- [WHAT TO WORK ON]: Write out again, word for word, the part of the rows below that opens with the line containing "Expected: one point per instance of the red wristband, with" and closes with the line containing "[[637, 161]]", including both of those lines.

- [RECORDS PROVIDED]:
- - -

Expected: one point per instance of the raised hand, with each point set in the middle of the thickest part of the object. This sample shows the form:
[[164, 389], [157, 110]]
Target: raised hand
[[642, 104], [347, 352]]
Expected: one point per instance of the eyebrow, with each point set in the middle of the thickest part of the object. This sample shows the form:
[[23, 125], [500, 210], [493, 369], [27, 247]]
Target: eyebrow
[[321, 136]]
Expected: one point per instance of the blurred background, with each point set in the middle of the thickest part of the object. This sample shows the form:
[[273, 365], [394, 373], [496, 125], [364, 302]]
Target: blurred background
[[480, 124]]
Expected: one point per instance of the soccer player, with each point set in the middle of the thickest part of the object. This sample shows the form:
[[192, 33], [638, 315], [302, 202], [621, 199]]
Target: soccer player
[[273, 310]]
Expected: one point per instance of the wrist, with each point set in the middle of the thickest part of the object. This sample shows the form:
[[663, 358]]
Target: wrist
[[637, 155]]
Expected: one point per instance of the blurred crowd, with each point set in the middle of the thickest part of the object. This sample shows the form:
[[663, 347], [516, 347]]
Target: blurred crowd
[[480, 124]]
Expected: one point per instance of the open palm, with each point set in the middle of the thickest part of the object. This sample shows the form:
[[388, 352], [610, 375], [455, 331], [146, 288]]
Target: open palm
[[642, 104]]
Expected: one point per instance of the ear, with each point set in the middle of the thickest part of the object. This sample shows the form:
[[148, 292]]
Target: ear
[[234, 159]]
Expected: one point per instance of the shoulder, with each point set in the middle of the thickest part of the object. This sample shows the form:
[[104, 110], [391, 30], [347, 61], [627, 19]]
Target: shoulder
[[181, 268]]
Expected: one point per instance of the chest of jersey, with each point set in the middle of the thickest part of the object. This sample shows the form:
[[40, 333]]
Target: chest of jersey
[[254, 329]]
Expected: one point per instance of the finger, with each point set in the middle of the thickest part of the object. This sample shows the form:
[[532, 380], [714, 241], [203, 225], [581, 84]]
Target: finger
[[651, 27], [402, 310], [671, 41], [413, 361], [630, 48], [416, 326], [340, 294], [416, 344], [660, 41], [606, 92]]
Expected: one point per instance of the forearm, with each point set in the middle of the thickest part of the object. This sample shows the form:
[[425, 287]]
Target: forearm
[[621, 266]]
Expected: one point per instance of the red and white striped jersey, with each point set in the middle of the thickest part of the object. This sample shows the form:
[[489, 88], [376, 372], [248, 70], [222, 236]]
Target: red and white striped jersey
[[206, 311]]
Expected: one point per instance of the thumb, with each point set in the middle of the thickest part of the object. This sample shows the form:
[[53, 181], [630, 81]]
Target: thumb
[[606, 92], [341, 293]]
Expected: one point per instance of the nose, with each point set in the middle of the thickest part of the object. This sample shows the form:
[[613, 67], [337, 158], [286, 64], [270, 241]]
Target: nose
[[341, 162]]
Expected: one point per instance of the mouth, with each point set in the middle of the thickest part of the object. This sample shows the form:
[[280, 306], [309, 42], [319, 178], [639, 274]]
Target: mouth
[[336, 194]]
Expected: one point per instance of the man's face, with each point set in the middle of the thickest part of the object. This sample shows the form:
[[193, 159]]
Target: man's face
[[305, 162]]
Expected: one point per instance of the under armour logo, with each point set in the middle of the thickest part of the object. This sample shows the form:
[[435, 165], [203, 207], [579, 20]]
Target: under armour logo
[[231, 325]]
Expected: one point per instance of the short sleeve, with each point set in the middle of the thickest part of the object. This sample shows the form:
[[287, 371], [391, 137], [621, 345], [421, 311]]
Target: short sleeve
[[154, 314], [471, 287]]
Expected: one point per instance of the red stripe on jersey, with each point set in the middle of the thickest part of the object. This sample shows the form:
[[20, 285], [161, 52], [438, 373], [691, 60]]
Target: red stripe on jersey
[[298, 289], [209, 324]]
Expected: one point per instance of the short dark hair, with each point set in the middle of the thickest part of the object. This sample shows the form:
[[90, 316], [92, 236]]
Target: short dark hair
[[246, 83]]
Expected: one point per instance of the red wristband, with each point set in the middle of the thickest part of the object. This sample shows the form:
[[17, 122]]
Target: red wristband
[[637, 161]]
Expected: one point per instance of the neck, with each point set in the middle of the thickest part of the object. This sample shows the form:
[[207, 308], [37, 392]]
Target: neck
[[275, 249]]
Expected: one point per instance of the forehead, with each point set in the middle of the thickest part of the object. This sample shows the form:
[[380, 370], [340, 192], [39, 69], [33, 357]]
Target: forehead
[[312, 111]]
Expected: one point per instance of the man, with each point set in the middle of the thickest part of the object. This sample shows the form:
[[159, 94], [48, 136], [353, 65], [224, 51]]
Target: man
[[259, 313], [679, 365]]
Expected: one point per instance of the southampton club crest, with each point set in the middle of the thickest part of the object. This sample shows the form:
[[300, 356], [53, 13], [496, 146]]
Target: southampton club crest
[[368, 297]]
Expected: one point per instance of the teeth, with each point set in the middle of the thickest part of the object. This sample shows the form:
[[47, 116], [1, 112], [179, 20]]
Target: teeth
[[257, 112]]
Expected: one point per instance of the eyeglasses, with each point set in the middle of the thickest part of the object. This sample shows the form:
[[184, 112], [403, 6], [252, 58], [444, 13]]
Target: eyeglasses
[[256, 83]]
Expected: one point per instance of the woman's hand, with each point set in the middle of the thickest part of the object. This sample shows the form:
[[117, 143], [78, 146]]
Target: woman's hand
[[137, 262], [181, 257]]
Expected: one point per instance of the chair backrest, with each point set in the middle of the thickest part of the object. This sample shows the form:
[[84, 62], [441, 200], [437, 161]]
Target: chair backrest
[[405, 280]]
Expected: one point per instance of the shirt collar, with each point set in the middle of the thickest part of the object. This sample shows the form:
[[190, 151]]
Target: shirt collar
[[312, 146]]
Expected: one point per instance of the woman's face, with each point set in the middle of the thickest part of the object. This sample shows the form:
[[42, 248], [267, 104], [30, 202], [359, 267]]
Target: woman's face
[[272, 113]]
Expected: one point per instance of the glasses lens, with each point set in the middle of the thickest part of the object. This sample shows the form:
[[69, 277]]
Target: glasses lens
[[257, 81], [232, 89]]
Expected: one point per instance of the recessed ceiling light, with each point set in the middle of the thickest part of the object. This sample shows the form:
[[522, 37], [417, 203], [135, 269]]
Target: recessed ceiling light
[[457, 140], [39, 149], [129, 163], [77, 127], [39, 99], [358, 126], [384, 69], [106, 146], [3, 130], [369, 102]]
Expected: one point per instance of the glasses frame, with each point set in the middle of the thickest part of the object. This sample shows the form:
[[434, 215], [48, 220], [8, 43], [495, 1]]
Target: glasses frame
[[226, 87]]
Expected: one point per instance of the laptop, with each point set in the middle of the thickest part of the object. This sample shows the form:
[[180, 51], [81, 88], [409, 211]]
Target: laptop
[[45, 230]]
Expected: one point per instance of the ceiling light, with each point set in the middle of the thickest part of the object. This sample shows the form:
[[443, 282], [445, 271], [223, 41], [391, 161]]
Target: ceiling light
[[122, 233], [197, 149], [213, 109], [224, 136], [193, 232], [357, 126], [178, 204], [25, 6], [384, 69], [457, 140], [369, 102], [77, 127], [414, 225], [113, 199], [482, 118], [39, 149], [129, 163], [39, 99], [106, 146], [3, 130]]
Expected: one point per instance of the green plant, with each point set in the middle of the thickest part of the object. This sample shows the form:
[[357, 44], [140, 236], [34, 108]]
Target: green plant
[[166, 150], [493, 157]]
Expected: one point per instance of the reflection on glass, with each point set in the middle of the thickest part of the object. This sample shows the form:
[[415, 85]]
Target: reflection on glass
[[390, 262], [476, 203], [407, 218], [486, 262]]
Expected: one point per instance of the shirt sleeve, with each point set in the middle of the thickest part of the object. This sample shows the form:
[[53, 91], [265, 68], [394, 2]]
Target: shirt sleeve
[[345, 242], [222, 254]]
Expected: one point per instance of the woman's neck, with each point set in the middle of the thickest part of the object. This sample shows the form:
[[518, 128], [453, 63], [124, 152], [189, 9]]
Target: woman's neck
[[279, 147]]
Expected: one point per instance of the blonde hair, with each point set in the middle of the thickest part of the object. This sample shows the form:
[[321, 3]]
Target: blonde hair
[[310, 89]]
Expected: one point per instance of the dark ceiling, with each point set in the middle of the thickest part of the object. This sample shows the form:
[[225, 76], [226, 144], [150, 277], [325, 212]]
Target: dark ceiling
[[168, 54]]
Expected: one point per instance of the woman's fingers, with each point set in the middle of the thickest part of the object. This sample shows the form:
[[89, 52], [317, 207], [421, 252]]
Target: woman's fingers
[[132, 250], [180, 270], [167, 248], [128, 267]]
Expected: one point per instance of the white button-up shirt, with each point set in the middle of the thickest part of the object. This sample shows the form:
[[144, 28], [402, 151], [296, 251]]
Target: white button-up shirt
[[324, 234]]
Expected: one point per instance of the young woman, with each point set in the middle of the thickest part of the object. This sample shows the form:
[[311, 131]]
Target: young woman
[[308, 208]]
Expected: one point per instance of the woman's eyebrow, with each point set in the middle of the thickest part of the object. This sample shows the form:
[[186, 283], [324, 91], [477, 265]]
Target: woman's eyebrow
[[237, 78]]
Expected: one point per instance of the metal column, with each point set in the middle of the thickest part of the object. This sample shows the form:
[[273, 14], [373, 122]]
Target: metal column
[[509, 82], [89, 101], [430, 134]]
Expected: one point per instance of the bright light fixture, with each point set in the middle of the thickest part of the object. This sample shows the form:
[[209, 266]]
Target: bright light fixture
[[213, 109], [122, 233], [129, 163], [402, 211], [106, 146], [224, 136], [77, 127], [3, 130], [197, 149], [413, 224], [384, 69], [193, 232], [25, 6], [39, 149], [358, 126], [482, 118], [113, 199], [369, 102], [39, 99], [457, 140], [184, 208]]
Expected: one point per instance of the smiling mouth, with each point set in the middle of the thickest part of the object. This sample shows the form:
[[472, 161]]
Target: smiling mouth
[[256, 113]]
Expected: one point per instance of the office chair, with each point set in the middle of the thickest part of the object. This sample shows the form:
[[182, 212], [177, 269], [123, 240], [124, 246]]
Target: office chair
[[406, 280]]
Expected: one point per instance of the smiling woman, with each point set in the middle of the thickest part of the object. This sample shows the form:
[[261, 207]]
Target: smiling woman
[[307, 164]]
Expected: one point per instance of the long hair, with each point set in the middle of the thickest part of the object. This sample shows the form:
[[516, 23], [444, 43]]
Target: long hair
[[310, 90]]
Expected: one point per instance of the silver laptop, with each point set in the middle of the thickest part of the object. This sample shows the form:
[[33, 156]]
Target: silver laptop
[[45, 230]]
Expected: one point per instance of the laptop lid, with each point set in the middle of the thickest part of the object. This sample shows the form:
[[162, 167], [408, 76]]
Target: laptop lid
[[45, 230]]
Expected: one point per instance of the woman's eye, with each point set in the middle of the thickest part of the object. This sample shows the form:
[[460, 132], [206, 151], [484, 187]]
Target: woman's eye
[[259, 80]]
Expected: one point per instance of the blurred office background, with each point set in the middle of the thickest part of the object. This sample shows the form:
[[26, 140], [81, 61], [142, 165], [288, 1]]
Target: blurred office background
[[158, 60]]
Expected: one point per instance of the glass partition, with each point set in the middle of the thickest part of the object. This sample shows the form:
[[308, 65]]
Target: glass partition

- - -

- [SOLVED PROBLEM]:
Expected: one point per instance of the red wristband, with each point set in the middle of the thickest part of the object. This sample shows the form:
[[17, 122]]
Target: red wristband
[[637, 161]]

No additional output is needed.